- AIM 1 -
List every bratwurst variety named in the Miesfeld's transcript.
- AIM 2 -
Using the Miesfeld's transcript, answer each question below in a few words.
(a) About how many brat varieties does Miesfeld's carry?
(b) In what year was the original brat recipe created?
(c) About how long ago did Rich partner with Chuck?
- AIM 3 -
Write out the Miesfeld's transcript from "Freshwater Family Farms." up to and including "thanks a lot.".

Freshwater Family Farms.
Also, with the support of the friends of PBS Wisconsin.
[upbeat music]
– Man: We are a collection of the finest farmers, food producers, and chefs on the planet. We are a merging of cultures and ideas shaped by this land.
[upbeat music]
We are a gathering of the waters, and together, we shape a new identity to carry us into the future.
[upbeat music]
We are story tellers. We are Wisconsin Foodie.
[upbeat music]
[door closes]
– You can’t talk about Sheboygan without talking bratwurst. And you can’t talk about bratwurst without talking about the home of the grand champion brat, Miesfeld’s. Three generations have been at the helm, making these brats and other assorted products that literally define this place. Let’s go check it out.
[upbeat music]
– Hey, Luke, welcome to Miesfeld’s.
– Hey, Rich, thanks a lot.
– Glad you could join us today.
– Oh, I am super excited to be here. What do we have going on?
– Well, I’d love to give you the quick tour of our little retail store here, follow me.
– Luke: Great.
– So here at Miesfeld’s we have about 30 different variety brats or specialty brats as we call it, and we store ’em in six packs in this big bunker right here.
– Luke: Wow.
– So, depending on what kind of flavor you’re in the mood for, a little sample pack. We got something for everyone. From chicken brats to bratwurst with horseradish, cheddar cheese bratwurst to swiss cheese and mushroom. Everything that a palette could desire.
– Luke: What’s your favorite?
– Mines got to be the Jalapeno cheddar. It’s just got a little bit of sweet heat, and that cheddar cheese just really calms it down when you’re eating it. I like to cook up one of those as a sampler while I’m on the grill, and then have the original for dinner.
– Luke: And you guys you’re world renowned for these brats, and not to mention, a grand champion brat, right?
– Rich: The original brat, the grand champion.
– Luke: The OG.
– That is the 1941 recipe that Chuck Miesfeld the first came up with.
– No kidding, that’s what it takes to get your name on the building.
– Yeah, you just got to come up with a grand champion bratwurst, and you get your name on the building. So, this place Miesfeld’s has been owned by three generations of actually Chuck Miesfeld, Chuck Miesfeld the first, Chuck Miesfeld the second, Chuck Miesfeld the third, and now you’re looking at him, Richard Sachse the second. I partnered with Chuck about eight months ago as he nears retirement age, so him and I are now partners.
– Luke: He’s still around?
– Rich: He’s still around. I think he’s the best one to show you all the different sausages we make, and really go through the meat counter here, ’cause we have one of the biggest meat counters probably in Wisconsin, but when we take you over here, I’ll introduce you to Chuck.

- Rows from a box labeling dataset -
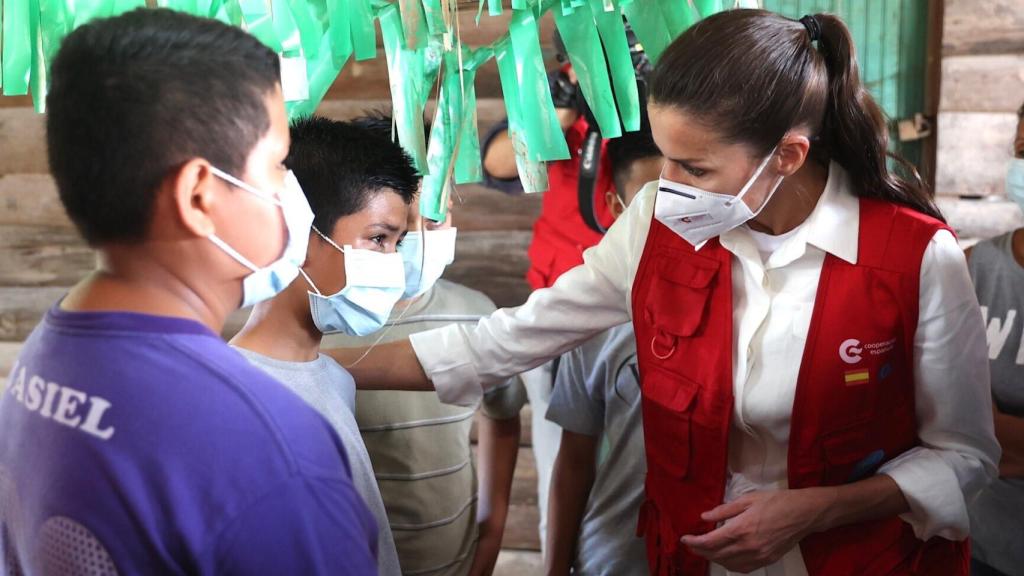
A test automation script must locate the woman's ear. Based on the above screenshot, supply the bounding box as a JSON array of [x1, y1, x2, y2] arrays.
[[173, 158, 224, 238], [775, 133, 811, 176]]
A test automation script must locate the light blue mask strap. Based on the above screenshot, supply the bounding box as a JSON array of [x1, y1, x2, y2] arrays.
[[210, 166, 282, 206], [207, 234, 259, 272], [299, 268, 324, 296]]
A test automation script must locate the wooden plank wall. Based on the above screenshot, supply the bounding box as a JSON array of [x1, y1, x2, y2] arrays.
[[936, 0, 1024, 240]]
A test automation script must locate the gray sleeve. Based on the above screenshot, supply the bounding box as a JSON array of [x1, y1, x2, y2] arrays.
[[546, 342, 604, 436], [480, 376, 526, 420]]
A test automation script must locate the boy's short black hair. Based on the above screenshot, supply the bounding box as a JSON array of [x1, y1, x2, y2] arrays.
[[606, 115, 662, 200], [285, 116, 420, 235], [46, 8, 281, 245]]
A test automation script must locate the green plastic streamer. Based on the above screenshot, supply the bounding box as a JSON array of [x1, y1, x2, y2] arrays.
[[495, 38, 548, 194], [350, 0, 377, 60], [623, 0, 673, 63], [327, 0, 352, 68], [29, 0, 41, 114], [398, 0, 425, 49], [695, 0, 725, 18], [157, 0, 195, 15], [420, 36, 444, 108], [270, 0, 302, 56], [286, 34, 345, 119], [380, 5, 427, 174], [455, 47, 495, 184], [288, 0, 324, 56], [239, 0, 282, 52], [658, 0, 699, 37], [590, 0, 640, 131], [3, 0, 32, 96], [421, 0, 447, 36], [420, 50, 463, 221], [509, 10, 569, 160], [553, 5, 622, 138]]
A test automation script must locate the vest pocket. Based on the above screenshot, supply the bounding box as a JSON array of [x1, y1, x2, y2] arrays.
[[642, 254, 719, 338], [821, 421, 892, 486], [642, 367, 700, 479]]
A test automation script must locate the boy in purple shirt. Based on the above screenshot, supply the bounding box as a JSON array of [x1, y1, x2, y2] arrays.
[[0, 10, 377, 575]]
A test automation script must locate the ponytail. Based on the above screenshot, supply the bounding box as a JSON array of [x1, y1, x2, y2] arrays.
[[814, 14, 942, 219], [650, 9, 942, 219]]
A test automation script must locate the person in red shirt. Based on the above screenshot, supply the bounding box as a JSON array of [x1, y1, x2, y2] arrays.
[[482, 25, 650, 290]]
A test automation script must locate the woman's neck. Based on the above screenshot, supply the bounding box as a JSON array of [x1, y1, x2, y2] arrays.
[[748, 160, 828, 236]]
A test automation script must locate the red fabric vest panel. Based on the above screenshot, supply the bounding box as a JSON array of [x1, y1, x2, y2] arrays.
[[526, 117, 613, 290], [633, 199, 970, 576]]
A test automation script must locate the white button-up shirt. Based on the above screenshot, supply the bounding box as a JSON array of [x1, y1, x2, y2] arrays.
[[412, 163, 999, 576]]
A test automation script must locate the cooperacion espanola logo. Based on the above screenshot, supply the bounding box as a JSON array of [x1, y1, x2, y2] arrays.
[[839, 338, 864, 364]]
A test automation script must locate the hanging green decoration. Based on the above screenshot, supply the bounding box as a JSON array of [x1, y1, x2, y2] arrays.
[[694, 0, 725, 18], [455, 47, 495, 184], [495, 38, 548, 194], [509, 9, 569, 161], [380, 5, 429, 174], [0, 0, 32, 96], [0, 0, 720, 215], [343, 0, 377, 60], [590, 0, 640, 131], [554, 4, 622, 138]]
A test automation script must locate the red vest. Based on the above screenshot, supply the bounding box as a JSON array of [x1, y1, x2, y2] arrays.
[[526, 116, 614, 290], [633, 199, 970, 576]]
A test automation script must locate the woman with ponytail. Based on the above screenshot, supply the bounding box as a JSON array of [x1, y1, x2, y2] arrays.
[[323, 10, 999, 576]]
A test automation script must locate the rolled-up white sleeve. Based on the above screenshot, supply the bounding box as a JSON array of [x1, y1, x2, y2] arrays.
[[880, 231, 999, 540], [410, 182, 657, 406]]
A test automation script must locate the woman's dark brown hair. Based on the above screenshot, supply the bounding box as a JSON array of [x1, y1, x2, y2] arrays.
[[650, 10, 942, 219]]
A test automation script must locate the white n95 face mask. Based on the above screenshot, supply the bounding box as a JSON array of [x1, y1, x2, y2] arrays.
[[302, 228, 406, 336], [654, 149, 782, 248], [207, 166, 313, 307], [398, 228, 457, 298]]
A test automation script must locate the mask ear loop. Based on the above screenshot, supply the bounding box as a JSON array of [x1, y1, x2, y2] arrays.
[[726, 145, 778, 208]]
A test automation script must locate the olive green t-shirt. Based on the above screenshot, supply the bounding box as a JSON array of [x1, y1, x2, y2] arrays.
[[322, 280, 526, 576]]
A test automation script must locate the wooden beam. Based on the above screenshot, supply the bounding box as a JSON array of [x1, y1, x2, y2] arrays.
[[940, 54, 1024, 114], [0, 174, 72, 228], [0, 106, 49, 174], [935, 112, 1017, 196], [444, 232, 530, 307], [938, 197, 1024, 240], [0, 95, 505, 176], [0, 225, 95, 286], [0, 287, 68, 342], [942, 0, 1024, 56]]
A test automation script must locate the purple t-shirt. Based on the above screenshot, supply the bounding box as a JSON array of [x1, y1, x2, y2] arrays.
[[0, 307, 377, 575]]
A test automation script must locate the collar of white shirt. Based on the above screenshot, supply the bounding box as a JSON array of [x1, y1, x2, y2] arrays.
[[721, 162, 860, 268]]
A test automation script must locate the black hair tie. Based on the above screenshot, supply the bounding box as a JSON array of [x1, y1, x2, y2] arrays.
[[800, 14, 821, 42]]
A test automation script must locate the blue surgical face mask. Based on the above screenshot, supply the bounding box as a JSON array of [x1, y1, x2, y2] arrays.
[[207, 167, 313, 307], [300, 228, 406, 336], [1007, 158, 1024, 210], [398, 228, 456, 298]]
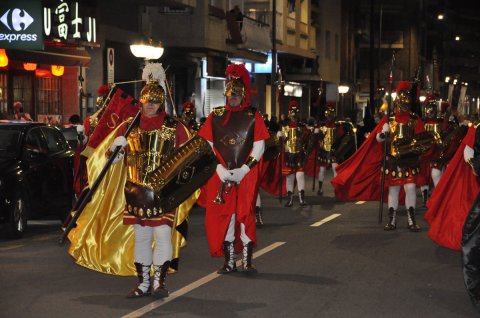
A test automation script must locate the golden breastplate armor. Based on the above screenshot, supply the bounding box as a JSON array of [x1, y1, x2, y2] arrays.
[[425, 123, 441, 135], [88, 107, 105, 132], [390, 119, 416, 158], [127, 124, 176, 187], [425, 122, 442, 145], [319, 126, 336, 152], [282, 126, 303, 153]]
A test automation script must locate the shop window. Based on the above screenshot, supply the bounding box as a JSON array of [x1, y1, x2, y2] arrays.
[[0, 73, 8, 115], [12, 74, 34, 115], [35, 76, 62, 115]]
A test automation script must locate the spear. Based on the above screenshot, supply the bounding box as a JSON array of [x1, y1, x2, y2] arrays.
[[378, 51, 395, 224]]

- EXERCISE RESPONSE 1 -
- Chicken brats
- Bratwurst with horseradish
- Cheddar cheese bratwurst
- Swiss cheese and mushroom
- Jalapeno cheddar
- The original brat (the grand champion)

- EXERCISE RESPONSE 2 -
(a) About 30
(b) 1941
(c) About eight months ago

- EXERCISE RESPONSE 3 -
Freshwater Family Farms.
Also, with the support of the friends of PBS Wisconsin.
[upbeat music]
– Man: We are a collection of the finest farmers, food producers, and chefs on the planet. We are a merging of cultures and ideas shaped by this land.
[upbeat music]
We are a gathering of the waters, and together, we shape a new identity to carry us into the future.
[upbeat music]
We are story tellers. We are Wisconsin Foodie.
[upbeat music]
[door closes]
– You can’t talk about Sheboygan without talking bratwurst. And you can’t talk about bratwurst without talking about the home of the grand champion brat, Miesfeld’s. Three generations have been at the helm, making these brats and other assorted products that literally define this place. Let’s go check it out.
[upbeat music]
– Hey, Luke, welcome to Miesfeld’s.
– Hey, Rich, thanks a lot.